§ Objective: Rescale the listing below from the line holding "Practice. For this step, pick out the woman's face" through the line holding "point(485, 326)", inclusive, and write out only those lines, keeping the request text unchanged. Multiply each point coordinate in the answers by 1.3 and round to the nearest whole number, with halves rounded up.

Dataset excerpt:
## Start

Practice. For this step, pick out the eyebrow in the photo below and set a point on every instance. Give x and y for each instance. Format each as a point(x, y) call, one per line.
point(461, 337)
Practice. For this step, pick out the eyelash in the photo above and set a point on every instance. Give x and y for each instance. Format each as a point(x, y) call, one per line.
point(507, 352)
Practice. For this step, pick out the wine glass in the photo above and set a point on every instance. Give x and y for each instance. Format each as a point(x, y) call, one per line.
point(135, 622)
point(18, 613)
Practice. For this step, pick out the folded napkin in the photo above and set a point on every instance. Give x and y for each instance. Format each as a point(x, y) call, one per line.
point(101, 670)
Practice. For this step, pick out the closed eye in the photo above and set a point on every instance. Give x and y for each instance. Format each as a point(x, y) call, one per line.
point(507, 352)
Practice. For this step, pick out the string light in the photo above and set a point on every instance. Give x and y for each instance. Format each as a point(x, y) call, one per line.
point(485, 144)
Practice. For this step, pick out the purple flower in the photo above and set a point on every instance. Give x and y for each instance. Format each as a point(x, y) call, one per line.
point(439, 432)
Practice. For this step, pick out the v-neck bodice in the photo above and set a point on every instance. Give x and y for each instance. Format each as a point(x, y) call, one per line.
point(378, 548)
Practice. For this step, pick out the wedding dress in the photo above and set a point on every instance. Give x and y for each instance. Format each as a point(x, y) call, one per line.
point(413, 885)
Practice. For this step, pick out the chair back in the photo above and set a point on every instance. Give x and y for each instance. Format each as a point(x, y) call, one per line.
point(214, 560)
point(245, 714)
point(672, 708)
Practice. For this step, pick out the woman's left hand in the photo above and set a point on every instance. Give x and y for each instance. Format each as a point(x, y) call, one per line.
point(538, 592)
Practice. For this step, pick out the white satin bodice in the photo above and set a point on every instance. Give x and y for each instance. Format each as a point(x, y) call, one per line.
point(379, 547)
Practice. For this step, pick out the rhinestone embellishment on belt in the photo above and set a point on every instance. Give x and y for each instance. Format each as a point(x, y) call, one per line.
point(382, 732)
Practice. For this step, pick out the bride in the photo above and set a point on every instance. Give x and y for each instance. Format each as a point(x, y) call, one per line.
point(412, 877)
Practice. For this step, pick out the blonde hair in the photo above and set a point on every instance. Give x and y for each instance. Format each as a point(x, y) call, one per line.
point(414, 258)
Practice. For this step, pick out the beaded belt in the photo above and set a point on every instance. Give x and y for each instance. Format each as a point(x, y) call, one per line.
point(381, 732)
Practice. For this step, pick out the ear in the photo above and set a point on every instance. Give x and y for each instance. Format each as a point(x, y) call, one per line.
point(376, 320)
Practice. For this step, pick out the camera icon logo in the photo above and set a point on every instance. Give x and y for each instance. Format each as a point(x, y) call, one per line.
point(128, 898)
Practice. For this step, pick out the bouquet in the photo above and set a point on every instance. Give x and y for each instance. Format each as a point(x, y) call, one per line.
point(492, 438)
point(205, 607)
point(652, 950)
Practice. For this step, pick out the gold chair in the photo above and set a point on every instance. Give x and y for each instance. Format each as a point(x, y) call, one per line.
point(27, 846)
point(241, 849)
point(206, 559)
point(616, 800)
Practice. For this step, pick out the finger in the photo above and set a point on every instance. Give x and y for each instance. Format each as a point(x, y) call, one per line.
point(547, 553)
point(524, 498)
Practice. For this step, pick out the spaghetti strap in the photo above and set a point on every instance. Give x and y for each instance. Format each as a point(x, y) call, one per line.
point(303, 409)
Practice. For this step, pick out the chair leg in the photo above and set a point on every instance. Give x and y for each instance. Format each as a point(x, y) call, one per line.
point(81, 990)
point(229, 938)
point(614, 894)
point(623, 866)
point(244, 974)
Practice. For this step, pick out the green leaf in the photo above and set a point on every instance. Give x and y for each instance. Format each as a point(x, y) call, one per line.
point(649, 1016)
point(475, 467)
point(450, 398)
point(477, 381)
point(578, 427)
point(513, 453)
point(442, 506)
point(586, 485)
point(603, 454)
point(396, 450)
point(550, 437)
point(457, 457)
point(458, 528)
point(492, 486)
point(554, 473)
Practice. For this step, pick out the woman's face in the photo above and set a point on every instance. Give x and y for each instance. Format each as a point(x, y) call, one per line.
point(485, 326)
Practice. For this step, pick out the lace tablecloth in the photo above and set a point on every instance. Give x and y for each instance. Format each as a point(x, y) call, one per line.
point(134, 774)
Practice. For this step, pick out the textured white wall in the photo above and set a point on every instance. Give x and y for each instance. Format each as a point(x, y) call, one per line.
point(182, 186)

## End

§ Problem solution:
Practice. For this step, pick out the woman's face in the photo above and set a point on every instance. Give x and y for each instance. Format each as a point(x, y) call, one per line.
point(631, 424)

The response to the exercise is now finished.